:: What is asked ::
Copy the data from the start through the line containing "M122 89L128 91L132", substituting "tracing tool" for "segmenter" everywhere and keeping all else unchanged. Leave the pictures out.

:: Outline data ::
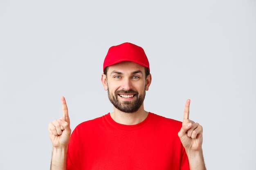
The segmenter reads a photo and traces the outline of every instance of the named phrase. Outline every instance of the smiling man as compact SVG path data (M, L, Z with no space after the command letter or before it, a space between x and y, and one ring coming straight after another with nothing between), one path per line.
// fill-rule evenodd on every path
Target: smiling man
M103 71L114 111L81 124L70 137L62 97L63 117L48 128L52 170L206 169L202 128L189 119L189 99L182 122L144 110L151 75L142 48L128 42L110 47Z

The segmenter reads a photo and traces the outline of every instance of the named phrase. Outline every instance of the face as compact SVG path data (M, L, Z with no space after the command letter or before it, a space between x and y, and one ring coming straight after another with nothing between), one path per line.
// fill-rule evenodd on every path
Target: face
M125 113L137 111L143 104L146 91L151 82L151 75L146 77L145 68L131 62L109 66L102 81L114 106Z

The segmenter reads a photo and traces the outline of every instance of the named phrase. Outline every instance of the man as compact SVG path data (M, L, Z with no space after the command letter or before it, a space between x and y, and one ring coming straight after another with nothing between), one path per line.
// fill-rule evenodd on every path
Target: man
M49 125L52 143L51 169L205 170L202 128L189 119L190 100L182 122L144 109L151 82L142 48L130 43L110 47L101 82L114 111L79 125L72 133L67 107Z

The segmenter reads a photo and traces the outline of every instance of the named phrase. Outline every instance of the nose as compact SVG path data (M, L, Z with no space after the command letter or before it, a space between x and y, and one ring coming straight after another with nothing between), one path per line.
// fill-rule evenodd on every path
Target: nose
M122 89L128 91L132 88L132 84L131 80L129 78L124 79L121 87Z

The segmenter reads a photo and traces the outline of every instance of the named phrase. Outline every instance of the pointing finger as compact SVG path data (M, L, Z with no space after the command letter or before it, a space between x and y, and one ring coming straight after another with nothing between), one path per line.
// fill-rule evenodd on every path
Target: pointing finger
M63 96L61 97L61 105L62 105L62 112L63 112L63 117L65 119L65 121L67 123L70 122L70 118L68 116L68 110L67 110L67 106L66 103L66 100Z
M183 121L184 120L189 119L189 105L190 104L190 99L186 100L184 108L184 116L183 117Z

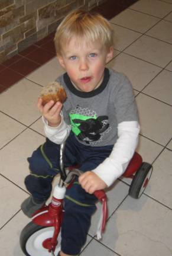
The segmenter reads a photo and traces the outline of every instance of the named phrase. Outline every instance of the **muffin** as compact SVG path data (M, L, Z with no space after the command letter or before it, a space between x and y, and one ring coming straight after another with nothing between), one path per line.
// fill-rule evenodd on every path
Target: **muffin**
M41 92L41 97L43 99L43 105L46 105L51 100L56 103L60 101L63 103L67 98L66 92L64 88L57 82L52 82L44 86Z

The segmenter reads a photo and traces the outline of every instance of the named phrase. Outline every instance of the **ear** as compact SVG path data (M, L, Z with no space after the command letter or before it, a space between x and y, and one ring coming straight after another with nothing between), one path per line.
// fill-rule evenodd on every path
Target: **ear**
M61 55L57 55L58 61L60 65L65 69L65 65L64 63L64 59Z
M107 51L107 55L106 57L106 64L109 62L113 57L113 48L111 46Z

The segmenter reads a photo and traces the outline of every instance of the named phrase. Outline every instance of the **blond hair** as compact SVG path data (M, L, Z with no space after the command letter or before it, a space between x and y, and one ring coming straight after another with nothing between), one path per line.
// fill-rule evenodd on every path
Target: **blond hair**
M94 43L99 41L107 49L113 46L113 30L101 15L83 10L74 10L67 15L57 28L54 41L56 53L72 38Z

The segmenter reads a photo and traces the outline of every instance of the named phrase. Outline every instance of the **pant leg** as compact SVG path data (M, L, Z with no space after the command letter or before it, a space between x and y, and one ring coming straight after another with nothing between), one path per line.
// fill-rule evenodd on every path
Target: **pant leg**
M77 181L67 190L61 234L61 249L64 253L80 253L86 241L91 216L96 209L96 197L86 193Z
M75 162L73 137L69 136L66 143L64 166ZM60 145L47 139L44 144L34 151L28 158L30 174L26 177L25 184L37 202L46 201L50 196L54 177L59 172Z
M26 177L25 184L37 202L46 201L50 195L51 182L59 172L59 147L47 139L28 158L30 174Z
M83 171L93 169L109 155L112 149L112 146L86 148L84 150L86 152L80 153L83 164L80 169ZM80 252L86 241L92 216L96 209L96 197L86 193L77 181L67 190L61 226L61 248L64 253L76 255Z

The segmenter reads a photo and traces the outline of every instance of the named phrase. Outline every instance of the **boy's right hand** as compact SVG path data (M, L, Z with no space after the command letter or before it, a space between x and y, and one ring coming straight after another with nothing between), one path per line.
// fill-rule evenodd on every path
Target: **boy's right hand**
M42 115L47 120L48 124L51 127L57 127L61 123L61 117L60 115L63 104L57 101L55 104L53 100L50 100L44 106L43 105L43 100L39 98L37 107Z

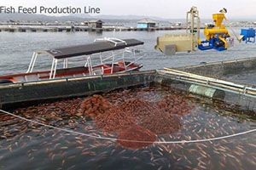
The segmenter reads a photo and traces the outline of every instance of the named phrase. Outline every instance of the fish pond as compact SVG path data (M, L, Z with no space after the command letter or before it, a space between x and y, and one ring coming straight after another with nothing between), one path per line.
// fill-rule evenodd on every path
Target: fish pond
M9 111L42 124L0 113L0 169L256 166L255 133L216 139L254 129L254 112L168 87L119 89ZM206 139L216 140L200 141Z

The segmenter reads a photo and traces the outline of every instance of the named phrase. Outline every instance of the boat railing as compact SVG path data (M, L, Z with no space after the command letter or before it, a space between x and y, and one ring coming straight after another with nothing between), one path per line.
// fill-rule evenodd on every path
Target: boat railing
M114 44L114 47L116 47L118 44L123 44L123 43L127 45L127 42L125 41L115 37L103 37L103 38L97 38L94 40L94 42L106 42L106 41L113 42Z
M60 62L63 62L63 69L67 69L69 68L69 65L76 65L79 63L83 63L83 65L84 65L84 67L88 68L88 73L85 73L86 75L96 75L96 74L105 74L107 70L110 70L110 71L107 71L108 73L113 73L113 69L114 69L114 65L115 64L119 64L117 63L119 61L122 61L122 66L125 69L125 71L129 71L130 69L132 69L131 67L131 65L132 65L133 64L135 64L135 62L137 62L137 60L141 60L142 58L143 58L146 54L143 55L143 56L137 56L138 54L141 54L141 52L145 51L144 50L144 47L143 47L143 42L137 41L137 42L133 42L133 43L135 43L135 45L132 44L132 42L131 42L131 39L128 39L130 42L125 42L124 40L121 39L118 39L118 38L98 38L96 39L95 42L99 42L99 45L98 47L100 47L102 43L100 43L100 42L110 42L112 44L111 46L114 46L115 48L113 48L113 50L108 50L108 48L106 49L106 51L102 51L102 49L101 49L100 48L97 48L97 50L99 52L93 52L90 54L78 54L79 53L77 52L77 54L68 54L68 48L64 48L65 52L63 52L64 54L61 54L63 50L62 48L60 49L54 49L55 51L57 51L56 54L53 53L52 50L39 50L39 51L36 51L33 53L32 58L31 60L28 70L27 70L27 73L32 73L32 70L34 68L35 65L35 61L38 58L38 55L40 54L48 54L51 57L53 57L52 60L52 65L51 65L51 68L50 71L49 72L49 79L54 79L55 78L56 73L57 73L57 68L59 68L59 66L57 66L57 65ZM132 39L131 39L132 40ZM134 40L133 40L134 41ZM96 46L98 43L96 43L95 46ZM106 44L105 44L106 45ZM140 48L137 47L138 45L142 45L143 48ZM124 47L125 46L125 47ZM125 47L128 46L128 47ZM74 48L78 48L78 47L74 47ZM86 48L86 46L85 46ZM87 47L88 48L88 47ZM80 50L81 48L79 47L78 48L78 50ZM88 50L88 49L87 49ZM87 53L88 51L86 50L82 50L79 53L84 53L84 51ZM65 54L65 53L67 53ZM84 53L84 54L86 54ZM89 51L90 53L90 51ZM126 56L126 53L129 54L129 55L131 57L132 56L135 58L135 60L131 62L125 62L125 57ZM57 54L61 54L61 57ZM67 56L65 56L65 54L67 54ZM61 56L62 55L62 56ZM73 55L73 56L71 56ZM96 66L96 63L95 63L95 55L99 56L100 58L100 64L102 65L102 71L100 71L99 67ZM73 60L70 61L70 60ZM82 60L81 60L82 59ZM93 62L92 62L93 61ZM103 66L104 65L108 64L111 65L111 66L108 66L106 68L106 65ZM45 77L46 76L44 76L44 77ZM40 77L40 76L39 76Z

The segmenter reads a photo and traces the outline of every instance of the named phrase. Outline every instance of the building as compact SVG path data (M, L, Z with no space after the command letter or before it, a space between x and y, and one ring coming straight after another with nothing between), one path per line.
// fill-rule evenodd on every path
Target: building
M149 19L144 19L137 22L137 27L138 28L152 28L156 26L158 26L158 22Z
M102 24L104 22L102 20L90 20L88 21L89 28L102 28Z

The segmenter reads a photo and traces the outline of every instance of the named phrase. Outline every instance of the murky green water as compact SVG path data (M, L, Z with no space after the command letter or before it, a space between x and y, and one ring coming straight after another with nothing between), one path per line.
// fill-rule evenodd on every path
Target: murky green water
M124 92L114 92L121 94ZM173 91L162 88L135 88L124 98L156 102ZM177 93L176 95L182 95ZM112 101L118 97L108 98ZM118 95L117 95L118 96ZM181 141L221 137L254 129L254 113L243 114L223 105L182 95L191 113L182 116L182 128L157 141ZM116 138L97 131L92 121L79 116L83 99L56 101L14 110L24 117L90 135ZM45 111L49 114L45 115ZM116 141L96 139L35 125L1 113L1 169L254 169L255 133L211 142L154 144L125 149Z

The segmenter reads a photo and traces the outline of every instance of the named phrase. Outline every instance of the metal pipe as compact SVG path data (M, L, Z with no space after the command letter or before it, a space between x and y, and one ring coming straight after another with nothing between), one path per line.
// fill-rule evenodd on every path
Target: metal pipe
M55 60L55 71L54 71L53 78L55 78L57 64L58 64L58 60Z
M36 55L36 52L34 52L33 54L32 54L32 59L31 59L31 60L30 60L30 64L29 64L29 66L28 66L27 71L26 71L26 73L27 73L27 72L30 72L31 66L32 66L32 63L33 63L35 55Z
M35 54L34 60L33 60L33 63L32 65L30 72L32 72L33 71L37 58L38 58L38 53L36 53L36 54Z
M49 79L51 79L51 76L52 76L52 74L53 74L55 60L55 59L52 60L52 64L51 64L51 68L50 68L50 72L49 72Z

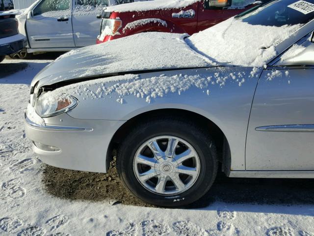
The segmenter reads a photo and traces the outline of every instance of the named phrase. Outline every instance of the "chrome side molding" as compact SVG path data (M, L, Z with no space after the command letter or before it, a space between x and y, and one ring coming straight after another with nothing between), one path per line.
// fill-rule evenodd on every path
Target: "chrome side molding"
M24 114L25 121L29 125L36 128L36 129L41 129L43 130L60 130L63 131L91 131L93 130L91 128L84 128L82 127L73 127L73 126L59 126L54 125L41 125L36 124L30 120L26 115L26 113Z
M314 132L314 124L269 125L257 127L255 128L255 130L273 132Z

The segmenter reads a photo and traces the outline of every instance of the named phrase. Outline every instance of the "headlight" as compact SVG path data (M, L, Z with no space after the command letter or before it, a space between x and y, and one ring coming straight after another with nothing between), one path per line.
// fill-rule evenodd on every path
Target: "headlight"
M36 101L36 113L43 118L67 112L78 105L78 100L72 96L62 94L61 97L55 97L48 93L41 94Z

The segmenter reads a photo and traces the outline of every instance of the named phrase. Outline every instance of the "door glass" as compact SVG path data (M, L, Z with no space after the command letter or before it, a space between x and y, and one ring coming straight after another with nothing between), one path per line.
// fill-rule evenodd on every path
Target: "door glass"
M76 0L74 14L89 15L109 5L109 0Z
M70 9L70 0L43 0L34 9L34 16Z

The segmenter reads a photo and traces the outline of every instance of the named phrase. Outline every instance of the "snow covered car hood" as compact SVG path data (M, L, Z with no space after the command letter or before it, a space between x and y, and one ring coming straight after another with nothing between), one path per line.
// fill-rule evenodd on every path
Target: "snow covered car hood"
M134 71L214 65L186 43L186 34L147 32L67 53L40 71L31 86Z

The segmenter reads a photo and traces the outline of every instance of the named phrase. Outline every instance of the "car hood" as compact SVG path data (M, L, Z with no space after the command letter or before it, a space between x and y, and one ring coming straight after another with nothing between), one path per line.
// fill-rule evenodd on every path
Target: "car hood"
M185 43L186 34L147 32L72 50L40 71L31 86L145 71L216 65Z

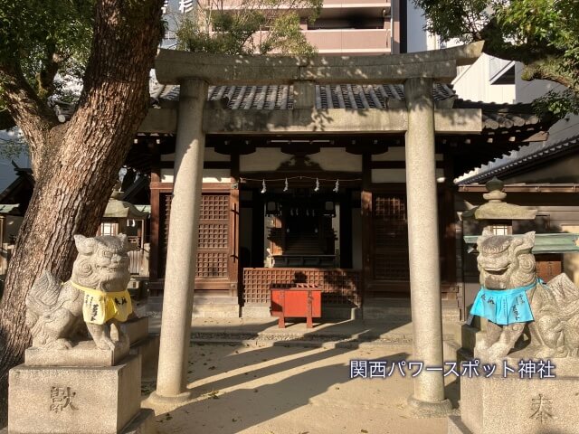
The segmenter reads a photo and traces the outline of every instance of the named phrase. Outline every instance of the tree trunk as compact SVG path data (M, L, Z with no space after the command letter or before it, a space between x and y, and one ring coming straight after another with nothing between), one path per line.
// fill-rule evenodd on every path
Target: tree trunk
M22 362L30 343L24 326L26 294L44 269L62 280L69 278L77 253L72 236L96 233L147 114L148 74L162 30L161 4L97 3L77 112L52 128L41 154L33 156L39 162L33 168L36 184L0 300L0 427L7 421L8 371Z

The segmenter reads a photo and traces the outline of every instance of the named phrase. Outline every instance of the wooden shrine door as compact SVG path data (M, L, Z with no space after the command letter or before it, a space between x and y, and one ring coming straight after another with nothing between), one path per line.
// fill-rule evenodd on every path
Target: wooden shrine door
M165 276L171 194L160 197L159 277ZM199 210L195 290L238 295L239 191L230 184L204 184Z
M409 294L406 194L375 193L372 196L370 290L375 297Z

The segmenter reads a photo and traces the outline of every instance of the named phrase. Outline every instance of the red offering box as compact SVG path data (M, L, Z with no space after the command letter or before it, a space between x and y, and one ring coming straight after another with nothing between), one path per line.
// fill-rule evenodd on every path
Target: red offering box
M296 284L289 288L272 288L271 315L280 316L279 326L285 328L286 317L305 317L308 327L312 318L322 316L322 290L318 285Z

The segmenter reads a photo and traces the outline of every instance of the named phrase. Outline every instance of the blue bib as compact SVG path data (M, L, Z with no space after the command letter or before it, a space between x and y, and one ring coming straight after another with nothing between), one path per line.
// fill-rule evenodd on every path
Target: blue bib
M512 289L487 289L480 287L472 304L471 315L478 315L499 326L533 321L531 305L527 291L538 282Z

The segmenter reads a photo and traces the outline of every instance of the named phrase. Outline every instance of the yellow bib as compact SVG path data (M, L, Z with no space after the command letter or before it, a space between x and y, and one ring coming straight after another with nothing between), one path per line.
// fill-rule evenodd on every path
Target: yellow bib
M115 318L125 322L133 312L128 290L107 292L93 288L87 288L70 281L77 289L84 292L82 303L82 317L85 323L105 324Z

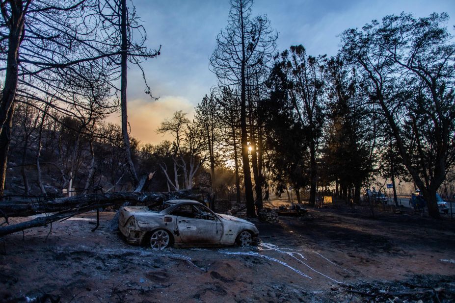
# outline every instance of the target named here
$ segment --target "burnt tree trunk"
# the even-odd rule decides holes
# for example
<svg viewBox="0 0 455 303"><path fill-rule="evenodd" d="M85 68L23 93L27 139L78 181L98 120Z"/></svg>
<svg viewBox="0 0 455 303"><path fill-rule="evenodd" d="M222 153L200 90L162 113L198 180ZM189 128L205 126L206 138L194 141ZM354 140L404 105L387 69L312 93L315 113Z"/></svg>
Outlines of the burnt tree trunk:
<svg viewBox="0 0 455 303"><path fill-rule="evenodd" d="M128 41L127 26L126 0L121 0L121 22L120 31L122 34L121 76L120 78L120 103L122 107L122 135L123 137L123 151L125 162L134 188L137 186L139 180L136 174L134 163L131 159L130 136L128 134L128 116L127 112L127 69L128 57Z"/></svg>
<svg viewBox="0 0 455 303"><path fill-rule="evenodd" d="M200 195L191 191L171 193L118 192L92 194L85 196L60 198L54 200L30 202L29 200L0 201L0 214L8 217L28 217L44 213L56 212L50 216L0 227L0 236L69 218L100 207L120 205L125 201L130 205L148 205L173 199L202 201Z"/></svg>
<svg viewBox="0 0 455 303"><path fill-rule="evenodd" d="M13 116L15 104L13 104L3 126L3 131L0 133L0 198L3 196L5 180L6 178L6 169L8 166L8 151L11 139L11 127L13 126Z"/></svg>

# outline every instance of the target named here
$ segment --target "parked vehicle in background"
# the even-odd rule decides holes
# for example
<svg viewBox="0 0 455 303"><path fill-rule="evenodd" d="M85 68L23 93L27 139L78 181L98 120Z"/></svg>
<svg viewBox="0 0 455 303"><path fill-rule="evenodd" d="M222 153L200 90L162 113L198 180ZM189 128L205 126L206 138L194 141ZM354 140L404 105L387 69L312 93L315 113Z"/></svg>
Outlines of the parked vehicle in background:
<svg viewBox="0 0 455 303"><path fill-rule="evenodd" d="M373 199L373 202L376 203L386 204L387 202L387 201L389 200L384 194L380 192L377 192L376 193L374 192L372 197Z"/></svg>
<svg viewBox="0 0 455 303"><path fill-rule="evenodd" d="M410 198L411 205L414 209L422 209L427 205L427 201L423 197L420 191L418 189L412 193ZM438 209L440 212L448 213L449 212L449 205L447 202L444 201L439 194L436 194L436 201L438 204Z"/></svg>
<svg viewBox="0 0 455 303"><path fill-rule="evenodd" d="M438 194L436 194L436 201L437 202L438 209L440 212L446 214L449 213L449 203Z"/></svg>

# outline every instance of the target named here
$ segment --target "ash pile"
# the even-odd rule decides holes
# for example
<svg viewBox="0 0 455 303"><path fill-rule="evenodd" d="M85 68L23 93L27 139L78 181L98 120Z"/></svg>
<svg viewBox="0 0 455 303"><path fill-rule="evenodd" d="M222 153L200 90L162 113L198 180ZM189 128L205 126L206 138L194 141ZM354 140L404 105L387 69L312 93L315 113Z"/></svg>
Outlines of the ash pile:
<svg viewBox="0 0 455 303"><path fill-rule="evenodd" d="M278 221L278 212L276 209L264 207L258 212L258 217L261 222L276 223Z"/></svg>

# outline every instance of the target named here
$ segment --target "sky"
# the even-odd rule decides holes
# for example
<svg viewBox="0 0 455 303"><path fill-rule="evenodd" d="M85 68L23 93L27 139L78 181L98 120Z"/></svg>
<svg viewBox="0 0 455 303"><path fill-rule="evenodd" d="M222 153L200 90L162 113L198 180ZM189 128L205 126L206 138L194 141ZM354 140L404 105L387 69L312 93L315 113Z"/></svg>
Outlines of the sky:
<svg viewBox="0 0 455 303"><path fill-rule="evenodd" d="M217 83L209 70L217 34L227 25L229 0L133 0L147 32L146 44L161 46L161 55L142 66L153 101L144 93L140 71L128 72L128 117L132 135L142 143L157 144L169 137L156 130L165 119L183 110L192 118L194 108ZM453 33L455 0L256 0L252 15L267 15L278 33L280 51L302 44L308 54L336 54L338 36L374 19L401 12L416 17L445 12ZM108 120L120 123L119 114Z"/></svg>

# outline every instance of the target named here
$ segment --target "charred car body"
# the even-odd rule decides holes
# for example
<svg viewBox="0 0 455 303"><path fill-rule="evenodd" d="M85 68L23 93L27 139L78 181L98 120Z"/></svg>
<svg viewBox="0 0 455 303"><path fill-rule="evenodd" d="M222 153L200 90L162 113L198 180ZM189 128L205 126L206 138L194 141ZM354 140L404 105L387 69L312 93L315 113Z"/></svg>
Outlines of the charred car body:
<svg viewBox="0 0 455 303"><path fill-rule="evenodd" d="M254 244L256 226L232 216L215 214L192 200L170 200L120 210L119 229L132 244L154 250L175 246L214 246Z"/></svg>

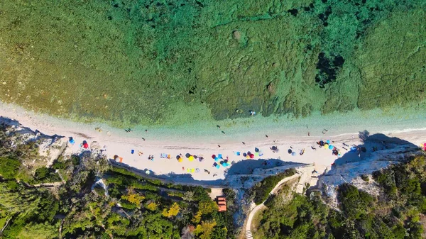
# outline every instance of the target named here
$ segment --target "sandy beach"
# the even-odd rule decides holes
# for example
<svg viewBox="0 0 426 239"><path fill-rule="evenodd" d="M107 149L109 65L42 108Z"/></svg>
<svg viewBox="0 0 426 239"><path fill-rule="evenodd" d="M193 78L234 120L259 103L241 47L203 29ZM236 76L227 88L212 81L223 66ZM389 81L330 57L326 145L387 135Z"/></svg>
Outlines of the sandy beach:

:: Response below ::
The tracing tool reads a photo and traces the outline of every instance of the named phrase. Outline every instance of the smiling man as compact SVG path data (M, L, Z with no space after the command letter or before it, a space between x and y, and one ring coming straight after another with nothing between), one path per line.
// fill-rule evenodd on every path
Target: smiling man
M103 71L114 111L81 124L70 137L62 97L63 117L48 128L52 170L206 169L202 128L189 119L189 99L182 122L144 110L151 75L142 48L128 42L110 47Z

The tracing tool reads a photo and traces the outline of every instance of the named phrase. Outline every instance of the face as compact SVG path data (M, L, Z with no space after the command letter or before it, a space between x and y, and one ring coming straight after another with nothing between), one path per line.
// fill-rule evenodd on every path
Target: face
M125 113L137 111L143 104L146 91L151 82L151 75L146 77L145 68L131 62L109 66L102 81L114 106Z

The tracing tool reads a photo and traces the outline of every instance of the named phrase. Outline every instance of the man as compact SVG path data (M, L, Z with no space after the command letter or before it, a space between x and y, and one ring coming straight after another with nothing between), one path per line.
// fill-rule evenodd on every path
Target: man
M49 125L52 143L51 169L205 170L202 128L189 119L190 100L182 122L144 109L151 82L142 48L130 43L110 47L101 82L114 111L79 125L72 133L67 107Z

The tracing tool reads a photo and traces the outline of every instance of the named phrase. Outline every instance of the nose as compact SVG path data (M, L, Z with no space after the command letter or before it, a space between x and y, and one ring coming straight after another with nothing between), one path per line.
// fill-rule evenodd on every path
Target: nose
M122 89L128 91L132 88L132 84L131 80L129 78L124 79L121 87Z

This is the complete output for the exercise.